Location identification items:
┏━━

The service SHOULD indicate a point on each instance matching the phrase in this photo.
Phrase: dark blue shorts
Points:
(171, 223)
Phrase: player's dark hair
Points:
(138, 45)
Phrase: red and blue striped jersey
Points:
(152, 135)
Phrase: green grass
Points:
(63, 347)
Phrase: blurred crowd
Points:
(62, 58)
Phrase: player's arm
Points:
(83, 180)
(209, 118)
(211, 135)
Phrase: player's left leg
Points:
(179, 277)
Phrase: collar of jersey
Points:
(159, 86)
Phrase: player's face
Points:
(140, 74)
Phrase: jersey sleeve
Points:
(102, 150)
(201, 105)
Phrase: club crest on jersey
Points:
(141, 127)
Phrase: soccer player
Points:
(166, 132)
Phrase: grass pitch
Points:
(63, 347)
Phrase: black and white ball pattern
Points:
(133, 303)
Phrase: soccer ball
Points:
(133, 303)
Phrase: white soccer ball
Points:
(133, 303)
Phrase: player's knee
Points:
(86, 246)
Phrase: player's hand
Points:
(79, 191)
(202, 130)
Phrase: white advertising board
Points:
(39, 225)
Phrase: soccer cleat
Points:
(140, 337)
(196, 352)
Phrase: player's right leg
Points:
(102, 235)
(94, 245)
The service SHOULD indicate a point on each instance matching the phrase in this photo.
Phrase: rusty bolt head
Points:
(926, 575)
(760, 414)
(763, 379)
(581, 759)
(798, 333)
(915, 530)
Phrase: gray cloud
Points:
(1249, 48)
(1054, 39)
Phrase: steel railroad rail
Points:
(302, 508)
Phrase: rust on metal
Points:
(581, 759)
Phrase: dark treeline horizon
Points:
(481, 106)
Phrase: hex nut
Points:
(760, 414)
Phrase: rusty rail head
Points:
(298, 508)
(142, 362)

┗━━
┏━━

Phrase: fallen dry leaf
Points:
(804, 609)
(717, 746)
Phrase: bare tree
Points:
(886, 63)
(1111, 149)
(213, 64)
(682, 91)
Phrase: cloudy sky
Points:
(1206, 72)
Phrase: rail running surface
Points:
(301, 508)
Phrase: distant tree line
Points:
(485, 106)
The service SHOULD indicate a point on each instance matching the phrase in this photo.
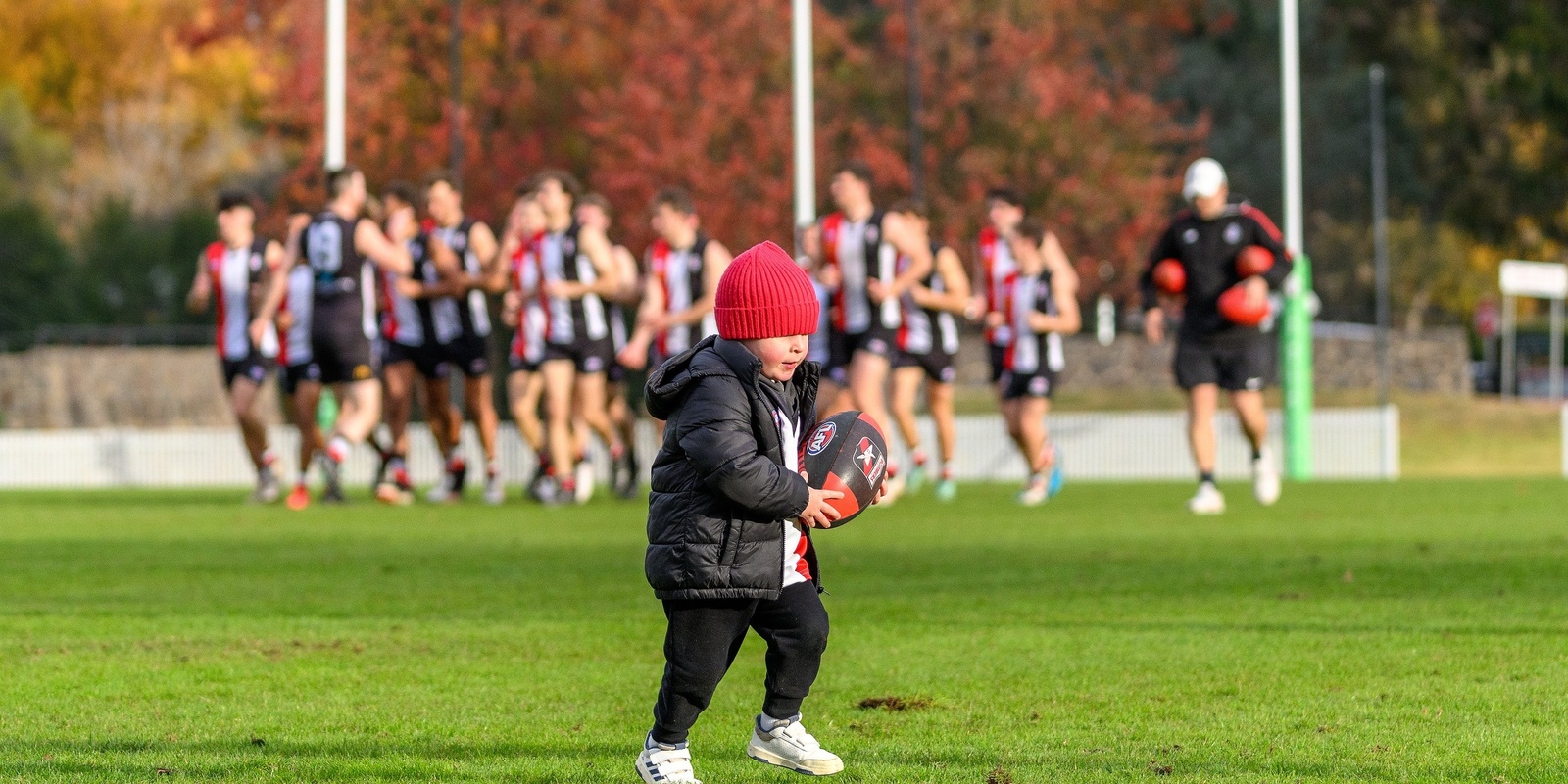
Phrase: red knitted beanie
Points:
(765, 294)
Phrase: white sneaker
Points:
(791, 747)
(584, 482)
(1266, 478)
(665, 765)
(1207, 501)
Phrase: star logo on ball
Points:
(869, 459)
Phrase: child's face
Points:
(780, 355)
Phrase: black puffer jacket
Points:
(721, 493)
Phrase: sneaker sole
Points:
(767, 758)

┗━━

» **AIM**
How many lines in the listing above contain the word "black"? Reply with the number only.

» **ANSWER TO THE EXERCISE**
2